REQUIRED WORK | Report each line of the entries below that includes "foliage".

*** DATA ***

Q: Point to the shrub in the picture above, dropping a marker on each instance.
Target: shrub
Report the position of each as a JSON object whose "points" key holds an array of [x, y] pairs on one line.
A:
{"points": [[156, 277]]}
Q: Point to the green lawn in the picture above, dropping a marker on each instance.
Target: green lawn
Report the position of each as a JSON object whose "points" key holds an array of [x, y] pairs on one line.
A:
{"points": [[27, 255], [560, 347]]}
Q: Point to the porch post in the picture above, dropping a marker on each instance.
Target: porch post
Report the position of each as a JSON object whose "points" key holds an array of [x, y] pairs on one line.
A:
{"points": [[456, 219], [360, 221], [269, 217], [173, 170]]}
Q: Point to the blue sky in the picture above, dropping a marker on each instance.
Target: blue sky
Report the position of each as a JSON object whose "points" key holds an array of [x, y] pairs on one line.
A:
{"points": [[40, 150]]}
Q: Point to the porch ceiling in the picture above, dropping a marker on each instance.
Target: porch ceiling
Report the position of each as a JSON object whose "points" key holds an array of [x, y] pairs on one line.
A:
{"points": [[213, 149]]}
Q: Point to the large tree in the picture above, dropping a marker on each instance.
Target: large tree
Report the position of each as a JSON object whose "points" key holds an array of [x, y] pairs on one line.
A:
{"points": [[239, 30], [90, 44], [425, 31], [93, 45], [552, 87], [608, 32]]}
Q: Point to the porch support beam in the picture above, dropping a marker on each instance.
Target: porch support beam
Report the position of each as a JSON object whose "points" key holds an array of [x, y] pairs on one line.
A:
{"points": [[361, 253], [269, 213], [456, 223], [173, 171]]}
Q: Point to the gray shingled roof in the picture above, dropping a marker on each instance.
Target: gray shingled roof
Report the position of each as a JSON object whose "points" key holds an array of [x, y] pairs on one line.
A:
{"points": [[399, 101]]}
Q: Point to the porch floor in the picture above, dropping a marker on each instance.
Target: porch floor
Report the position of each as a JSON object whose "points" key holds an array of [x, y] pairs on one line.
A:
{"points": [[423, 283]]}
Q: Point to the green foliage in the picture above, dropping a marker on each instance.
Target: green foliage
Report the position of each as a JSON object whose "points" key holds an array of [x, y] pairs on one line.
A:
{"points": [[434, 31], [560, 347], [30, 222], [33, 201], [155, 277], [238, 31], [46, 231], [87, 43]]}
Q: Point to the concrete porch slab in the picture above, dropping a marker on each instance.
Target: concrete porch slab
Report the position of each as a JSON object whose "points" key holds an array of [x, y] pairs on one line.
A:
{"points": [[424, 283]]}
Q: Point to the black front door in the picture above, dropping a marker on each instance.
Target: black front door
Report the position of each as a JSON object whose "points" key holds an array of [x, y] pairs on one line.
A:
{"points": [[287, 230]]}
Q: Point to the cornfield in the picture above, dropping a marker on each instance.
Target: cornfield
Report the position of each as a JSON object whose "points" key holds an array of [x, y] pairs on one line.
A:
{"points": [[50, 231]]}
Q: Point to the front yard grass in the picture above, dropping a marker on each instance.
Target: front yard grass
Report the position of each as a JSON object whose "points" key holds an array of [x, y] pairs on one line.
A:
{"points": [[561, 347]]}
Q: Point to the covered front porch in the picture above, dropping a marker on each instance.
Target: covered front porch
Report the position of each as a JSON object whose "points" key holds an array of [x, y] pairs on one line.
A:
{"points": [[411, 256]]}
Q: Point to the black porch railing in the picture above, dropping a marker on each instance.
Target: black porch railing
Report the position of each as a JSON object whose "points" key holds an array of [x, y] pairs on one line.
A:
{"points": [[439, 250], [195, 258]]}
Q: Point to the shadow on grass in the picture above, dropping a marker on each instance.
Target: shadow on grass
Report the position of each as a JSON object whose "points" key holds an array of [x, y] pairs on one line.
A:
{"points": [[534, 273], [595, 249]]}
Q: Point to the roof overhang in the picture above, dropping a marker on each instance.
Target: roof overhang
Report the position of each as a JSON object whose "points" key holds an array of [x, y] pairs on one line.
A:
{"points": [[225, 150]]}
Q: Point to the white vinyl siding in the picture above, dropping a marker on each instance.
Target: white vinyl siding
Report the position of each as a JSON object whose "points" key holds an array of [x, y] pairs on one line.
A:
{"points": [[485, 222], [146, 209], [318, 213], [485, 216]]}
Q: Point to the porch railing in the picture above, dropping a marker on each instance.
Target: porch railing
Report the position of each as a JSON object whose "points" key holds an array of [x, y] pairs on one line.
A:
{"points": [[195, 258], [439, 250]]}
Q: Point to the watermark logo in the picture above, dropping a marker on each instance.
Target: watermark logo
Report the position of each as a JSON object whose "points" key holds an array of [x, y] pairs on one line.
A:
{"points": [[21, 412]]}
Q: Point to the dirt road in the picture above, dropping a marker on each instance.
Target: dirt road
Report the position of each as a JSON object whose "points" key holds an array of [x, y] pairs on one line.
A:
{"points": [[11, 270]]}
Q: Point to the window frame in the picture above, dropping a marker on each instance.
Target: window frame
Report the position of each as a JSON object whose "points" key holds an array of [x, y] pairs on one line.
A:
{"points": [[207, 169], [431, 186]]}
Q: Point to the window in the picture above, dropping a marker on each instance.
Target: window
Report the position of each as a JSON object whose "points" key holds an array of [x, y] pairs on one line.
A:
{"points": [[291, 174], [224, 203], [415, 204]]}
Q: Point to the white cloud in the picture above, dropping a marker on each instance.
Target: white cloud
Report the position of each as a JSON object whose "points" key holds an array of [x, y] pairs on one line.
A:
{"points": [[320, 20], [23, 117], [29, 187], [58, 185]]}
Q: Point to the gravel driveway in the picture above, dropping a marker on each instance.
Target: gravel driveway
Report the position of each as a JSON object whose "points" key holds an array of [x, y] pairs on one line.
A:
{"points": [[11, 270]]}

***

WRITTEN RESPONSE |
Q: Point to the green foliage in the picture above, dropping a marker on each instance.
Target: green foliage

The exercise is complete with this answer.